** AVAILABLE DATA **
════════

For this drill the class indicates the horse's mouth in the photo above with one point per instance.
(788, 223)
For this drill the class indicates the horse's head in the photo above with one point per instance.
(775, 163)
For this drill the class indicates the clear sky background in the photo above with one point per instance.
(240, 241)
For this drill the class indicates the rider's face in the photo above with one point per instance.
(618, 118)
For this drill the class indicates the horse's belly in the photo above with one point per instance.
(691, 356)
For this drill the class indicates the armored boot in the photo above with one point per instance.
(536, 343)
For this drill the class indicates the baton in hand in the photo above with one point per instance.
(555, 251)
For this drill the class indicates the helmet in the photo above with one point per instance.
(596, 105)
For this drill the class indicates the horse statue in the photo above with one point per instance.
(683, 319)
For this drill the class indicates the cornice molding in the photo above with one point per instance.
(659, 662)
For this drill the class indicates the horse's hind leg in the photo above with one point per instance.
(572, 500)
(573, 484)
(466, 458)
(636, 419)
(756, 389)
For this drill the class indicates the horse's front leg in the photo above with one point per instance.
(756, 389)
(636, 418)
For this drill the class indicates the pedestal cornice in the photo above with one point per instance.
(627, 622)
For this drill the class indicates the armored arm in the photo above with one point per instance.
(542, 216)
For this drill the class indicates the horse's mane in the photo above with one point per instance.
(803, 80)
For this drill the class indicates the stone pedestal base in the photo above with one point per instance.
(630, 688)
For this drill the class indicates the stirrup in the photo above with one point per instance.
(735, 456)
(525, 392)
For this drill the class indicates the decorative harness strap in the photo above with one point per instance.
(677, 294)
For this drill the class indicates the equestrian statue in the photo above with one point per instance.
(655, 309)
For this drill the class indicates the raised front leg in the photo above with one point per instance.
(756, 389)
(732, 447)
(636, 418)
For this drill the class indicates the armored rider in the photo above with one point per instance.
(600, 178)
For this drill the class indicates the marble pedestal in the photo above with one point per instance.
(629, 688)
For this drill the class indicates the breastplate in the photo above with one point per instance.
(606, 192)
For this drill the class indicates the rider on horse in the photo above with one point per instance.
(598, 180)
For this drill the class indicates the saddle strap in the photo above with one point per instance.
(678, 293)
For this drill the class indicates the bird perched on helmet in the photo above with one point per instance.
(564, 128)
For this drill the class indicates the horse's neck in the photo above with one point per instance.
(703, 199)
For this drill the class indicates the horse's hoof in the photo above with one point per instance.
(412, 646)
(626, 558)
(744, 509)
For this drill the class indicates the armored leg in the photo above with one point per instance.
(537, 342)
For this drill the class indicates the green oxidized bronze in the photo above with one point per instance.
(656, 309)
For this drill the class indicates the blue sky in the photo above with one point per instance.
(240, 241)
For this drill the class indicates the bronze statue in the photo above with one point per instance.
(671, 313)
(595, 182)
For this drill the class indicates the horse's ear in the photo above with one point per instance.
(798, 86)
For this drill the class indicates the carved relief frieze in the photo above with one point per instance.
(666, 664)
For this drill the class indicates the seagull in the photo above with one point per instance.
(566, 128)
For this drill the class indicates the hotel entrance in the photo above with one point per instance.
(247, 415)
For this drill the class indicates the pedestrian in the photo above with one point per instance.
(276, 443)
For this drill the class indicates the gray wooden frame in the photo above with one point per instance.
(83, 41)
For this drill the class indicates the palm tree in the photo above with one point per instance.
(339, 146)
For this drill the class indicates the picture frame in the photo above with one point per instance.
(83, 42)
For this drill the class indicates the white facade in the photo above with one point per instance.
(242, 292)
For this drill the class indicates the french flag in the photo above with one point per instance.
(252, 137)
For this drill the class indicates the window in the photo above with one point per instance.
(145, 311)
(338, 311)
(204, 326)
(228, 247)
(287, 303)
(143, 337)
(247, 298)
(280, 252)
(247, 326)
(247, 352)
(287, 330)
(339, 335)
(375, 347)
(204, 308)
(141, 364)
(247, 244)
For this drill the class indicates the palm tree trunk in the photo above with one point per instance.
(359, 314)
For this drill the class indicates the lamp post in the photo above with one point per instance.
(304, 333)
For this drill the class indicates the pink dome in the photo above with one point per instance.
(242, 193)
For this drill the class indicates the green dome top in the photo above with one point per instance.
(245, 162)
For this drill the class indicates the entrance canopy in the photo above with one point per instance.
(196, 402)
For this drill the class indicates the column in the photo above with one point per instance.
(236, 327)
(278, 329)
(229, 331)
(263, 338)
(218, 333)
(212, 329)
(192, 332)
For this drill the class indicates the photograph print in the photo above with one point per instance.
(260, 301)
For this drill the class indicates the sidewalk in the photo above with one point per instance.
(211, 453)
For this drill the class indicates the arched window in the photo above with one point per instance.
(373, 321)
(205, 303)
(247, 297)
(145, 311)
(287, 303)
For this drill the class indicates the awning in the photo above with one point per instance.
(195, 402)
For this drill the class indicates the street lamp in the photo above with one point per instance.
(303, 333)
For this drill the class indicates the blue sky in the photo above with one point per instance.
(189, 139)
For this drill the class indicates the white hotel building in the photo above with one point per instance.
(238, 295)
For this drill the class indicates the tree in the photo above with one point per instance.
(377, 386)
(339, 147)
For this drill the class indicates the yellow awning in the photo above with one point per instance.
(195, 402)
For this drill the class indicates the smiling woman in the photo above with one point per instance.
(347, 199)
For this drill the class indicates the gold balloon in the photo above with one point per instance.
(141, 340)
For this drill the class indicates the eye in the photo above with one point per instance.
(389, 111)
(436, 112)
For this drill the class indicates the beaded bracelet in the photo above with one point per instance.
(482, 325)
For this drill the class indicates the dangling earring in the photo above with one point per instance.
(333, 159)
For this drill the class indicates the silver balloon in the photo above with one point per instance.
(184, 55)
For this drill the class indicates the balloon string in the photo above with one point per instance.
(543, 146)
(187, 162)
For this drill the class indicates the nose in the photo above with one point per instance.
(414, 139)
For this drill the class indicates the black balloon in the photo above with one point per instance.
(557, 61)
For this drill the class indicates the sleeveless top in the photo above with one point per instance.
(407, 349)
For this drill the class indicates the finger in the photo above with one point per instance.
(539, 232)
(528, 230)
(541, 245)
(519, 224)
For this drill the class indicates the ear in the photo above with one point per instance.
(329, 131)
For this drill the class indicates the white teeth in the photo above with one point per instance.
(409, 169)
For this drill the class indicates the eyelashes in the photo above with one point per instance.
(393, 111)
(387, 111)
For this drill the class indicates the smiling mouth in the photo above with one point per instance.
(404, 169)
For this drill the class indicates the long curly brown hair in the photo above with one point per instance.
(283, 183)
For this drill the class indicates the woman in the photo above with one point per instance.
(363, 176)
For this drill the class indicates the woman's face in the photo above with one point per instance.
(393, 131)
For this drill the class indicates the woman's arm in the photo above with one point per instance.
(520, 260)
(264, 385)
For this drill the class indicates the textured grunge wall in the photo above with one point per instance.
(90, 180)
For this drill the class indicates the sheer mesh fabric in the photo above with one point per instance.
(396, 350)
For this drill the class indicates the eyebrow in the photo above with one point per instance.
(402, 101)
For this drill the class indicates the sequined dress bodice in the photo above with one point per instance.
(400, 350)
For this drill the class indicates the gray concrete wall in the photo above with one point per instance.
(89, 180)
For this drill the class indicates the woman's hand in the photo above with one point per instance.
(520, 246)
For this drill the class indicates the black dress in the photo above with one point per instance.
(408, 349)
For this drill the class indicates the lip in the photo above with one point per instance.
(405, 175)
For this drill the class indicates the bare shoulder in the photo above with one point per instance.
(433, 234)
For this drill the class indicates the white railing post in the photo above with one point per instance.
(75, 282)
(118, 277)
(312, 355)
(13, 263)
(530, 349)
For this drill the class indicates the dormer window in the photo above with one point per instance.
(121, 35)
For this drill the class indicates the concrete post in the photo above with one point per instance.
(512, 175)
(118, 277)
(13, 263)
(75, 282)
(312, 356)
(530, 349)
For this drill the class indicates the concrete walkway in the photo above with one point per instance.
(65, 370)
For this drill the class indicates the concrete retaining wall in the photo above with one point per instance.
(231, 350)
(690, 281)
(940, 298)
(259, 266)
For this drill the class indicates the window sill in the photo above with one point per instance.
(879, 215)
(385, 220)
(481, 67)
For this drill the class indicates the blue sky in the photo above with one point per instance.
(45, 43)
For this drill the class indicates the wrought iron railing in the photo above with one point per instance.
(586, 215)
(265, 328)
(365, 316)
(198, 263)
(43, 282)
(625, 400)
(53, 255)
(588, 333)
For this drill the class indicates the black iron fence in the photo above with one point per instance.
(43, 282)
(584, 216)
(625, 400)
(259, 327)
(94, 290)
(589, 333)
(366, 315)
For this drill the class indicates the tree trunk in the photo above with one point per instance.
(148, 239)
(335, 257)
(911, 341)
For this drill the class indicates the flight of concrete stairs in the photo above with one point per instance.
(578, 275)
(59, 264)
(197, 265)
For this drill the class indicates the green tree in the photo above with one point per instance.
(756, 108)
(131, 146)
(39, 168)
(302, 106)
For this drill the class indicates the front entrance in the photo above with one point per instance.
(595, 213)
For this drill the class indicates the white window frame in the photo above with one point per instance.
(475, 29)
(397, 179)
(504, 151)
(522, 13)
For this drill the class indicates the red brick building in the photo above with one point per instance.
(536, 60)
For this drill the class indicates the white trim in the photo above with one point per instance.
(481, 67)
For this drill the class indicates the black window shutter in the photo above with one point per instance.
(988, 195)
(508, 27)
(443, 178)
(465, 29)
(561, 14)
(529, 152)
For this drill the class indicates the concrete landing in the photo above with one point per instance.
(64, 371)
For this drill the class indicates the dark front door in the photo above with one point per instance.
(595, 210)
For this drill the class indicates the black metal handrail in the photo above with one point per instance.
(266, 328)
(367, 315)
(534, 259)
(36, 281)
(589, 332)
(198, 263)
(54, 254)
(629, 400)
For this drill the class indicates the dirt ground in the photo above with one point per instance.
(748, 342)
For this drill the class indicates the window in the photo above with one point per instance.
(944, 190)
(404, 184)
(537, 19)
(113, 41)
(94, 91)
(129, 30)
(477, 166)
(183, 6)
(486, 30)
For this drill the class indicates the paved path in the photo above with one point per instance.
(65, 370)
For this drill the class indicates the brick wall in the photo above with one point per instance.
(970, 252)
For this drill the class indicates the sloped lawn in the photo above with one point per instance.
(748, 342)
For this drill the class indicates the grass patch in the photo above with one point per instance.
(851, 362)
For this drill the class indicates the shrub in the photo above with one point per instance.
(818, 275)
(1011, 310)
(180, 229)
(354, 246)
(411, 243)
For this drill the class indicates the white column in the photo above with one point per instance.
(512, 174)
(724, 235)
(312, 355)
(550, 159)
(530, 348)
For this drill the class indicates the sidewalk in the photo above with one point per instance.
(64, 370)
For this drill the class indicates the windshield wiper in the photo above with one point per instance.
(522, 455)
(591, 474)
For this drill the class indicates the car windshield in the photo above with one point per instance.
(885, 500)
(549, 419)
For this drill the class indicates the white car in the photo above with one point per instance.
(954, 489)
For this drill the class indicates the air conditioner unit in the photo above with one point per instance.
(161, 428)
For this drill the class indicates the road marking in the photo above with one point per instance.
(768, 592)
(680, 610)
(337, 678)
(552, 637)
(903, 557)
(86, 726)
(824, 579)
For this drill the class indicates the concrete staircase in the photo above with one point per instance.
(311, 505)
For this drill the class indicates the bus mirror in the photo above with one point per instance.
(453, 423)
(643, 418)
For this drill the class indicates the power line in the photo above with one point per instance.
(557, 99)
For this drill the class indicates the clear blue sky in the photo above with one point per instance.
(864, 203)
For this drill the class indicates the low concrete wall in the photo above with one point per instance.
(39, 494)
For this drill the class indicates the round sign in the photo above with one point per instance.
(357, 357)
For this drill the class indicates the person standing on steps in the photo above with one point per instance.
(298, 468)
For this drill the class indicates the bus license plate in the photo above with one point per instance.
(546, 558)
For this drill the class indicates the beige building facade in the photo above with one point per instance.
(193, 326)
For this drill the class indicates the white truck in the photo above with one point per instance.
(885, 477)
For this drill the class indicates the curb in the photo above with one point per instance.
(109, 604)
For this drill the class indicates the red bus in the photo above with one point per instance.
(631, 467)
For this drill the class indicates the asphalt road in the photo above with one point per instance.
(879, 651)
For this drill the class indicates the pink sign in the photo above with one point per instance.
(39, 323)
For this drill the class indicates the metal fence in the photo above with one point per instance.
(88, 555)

════════

** WHAT THE TASK REQUIRES **
Exactly as written, give again every line from the one containing "For this drill the class indicates the round" through the last line of the material above, and no other lines.

** REPLY TO THE TASK **
For this drill the class indicates the round sign in the photo above with one point per instance.
(357, 357)
For this drill the class indicates the person standing on steps in the photo above with one point per instance.
(298, 468)
For this drill the class indicates the bus license plate in the photo above with one point per instance.
(546, 558)
For this drill the class indicates the beige building facade in the photo above with one point per instance.
(193, 326)
For this drill the class indicates the white truck in the photo above with one point per instance.
(885, 477)
For this drill the class indicates the curb in the photo above with one point per instance.
(109, 604)
For this drill the class indicates the red bus in the photo above with one point per instance.
(631, 467)
For this drill the class indicates the asphalt road in the photo above with one point per instance.
(879, 651)
For this drill the class indicates the pink sign in the photo above with one point per instance.
(39, 323)
For this drill the class indicates the metal fence in the photo above with one point per instance.
(88, 555)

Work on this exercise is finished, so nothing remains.